_Selected text_.
--- begin ---
# Paying rent in Spain



## anniewright (Aug 16, 2021)

What type of bank account can I have to pay rent in spain.

I am moving and currently only have a UK bank account and monzo. The company who I am letting from want my bank details so they can set up a standing order. However the UK account I have an Monzo dont offer international standing orders.

Can anyone recommend a bank account that I can set up that allows international standing orders?

thanks in advance


----------



## Joppa (Sep 7, 2009)

I suggest N26, a German bank that can set up an account in a number of European countries including Spain, where you are issued with Spanish IBAN details, which will make it possible to set up standing order.


----------



## tebo53 (Sep 18, 2014)

anniewright said:


> What type of bank account can I have to pay rent in spain.
> 
> I am moving and currently only have a UK bank account and monzo. The company who I am letting from want my bank details so they can set up a standing order. However the UK account I have an Monzo dont offer international standing orders.
> 
> ...


You may need to set up a non resident bank account for standing orders. I don't think the online banking will do standing orders only direct debits. Do you have an NIE number? You can usually partially set up a non resident account over the Internet but you have to be at the bank in person to finalise things by signing loads of paperwork and presenting some form of identification like passport, NIE and rental agreement.
--- end ---
_Written task 1_. Which lines in the entries below contain the string "excavator"? Copy each of them out.

_Records for the exercise_.
--- begin ---
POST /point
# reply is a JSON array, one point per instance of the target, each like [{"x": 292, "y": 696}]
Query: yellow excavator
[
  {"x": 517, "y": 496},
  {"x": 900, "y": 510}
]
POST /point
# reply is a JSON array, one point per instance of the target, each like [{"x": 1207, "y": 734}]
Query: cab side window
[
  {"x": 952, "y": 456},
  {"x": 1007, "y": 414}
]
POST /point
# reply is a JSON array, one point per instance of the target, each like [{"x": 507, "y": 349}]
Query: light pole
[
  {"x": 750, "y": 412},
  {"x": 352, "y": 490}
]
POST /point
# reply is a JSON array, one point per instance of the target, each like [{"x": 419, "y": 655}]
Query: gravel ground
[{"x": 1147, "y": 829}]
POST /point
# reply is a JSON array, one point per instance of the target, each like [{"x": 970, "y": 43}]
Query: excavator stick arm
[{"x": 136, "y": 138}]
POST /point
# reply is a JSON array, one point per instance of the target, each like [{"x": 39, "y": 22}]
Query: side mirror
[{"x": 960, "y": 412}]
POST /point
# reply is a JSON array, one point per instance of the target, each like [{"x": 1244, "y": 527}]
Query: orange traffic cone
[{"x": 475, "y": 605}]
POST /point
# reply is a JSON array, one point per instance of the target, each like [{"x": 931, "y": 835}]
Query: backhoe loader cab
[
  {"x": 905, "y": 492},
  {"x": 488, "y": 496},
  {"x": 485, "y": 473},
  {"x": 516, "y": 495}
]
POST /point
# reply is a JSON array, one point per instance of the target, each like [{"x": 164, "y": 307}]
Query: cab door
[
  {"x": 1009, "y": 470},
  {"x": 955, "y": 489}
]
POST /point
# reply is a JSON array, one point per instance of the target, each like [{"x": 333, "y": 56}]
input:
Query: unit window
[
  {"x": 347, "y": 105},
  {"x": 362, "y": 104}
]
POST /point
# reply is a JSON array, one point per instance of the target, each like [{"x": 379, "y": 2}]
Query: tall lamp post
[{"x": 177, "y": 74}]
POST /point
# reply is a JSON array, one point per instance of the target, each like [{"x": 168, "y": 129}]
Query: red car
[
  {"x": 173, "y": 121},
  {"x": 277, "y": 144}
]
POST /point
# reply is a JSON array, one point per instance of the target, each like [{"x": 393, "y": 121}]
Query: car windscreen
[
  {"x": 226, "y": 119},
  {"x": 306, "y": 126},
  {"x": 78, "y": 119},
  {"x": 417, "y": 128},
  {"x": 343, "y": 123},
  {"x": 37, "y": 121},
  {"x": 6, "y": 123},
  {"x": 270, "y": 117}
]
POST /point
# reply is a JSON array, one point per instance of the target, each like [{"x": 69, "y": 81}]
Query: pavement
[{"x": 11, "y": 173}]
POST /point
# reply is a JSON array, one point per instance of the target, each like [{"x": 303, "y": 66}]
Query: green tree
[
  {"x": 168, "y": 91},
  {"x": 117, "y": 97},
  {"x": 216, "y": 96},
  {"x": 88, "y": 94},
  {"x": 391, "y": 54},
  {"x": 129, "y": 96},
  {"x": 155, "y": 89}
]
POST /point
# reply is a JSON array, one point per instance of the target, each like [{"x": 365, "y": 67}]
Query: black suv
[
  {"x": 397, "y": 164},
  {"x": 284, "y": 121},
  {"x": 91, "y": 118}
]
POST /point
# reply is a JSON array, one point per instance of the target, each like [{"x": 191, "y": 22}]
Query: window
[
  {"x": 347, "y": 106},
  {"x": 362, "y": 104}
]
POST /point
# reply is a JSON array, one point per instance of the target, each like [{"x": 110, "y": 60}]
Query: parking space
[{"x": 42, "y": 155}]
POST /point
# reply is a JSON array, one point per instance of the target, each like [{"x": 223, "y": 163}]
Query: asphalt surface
--- end ---
_Written task 2_. In the forum thread on paying rent in Spain, which bank does Joppa suggest, and what country is it from?

_Exercise answer 1_.
Query: yellow excavator
Query: excavator stick arm

_Exercise answer 2_. N26, a German bank.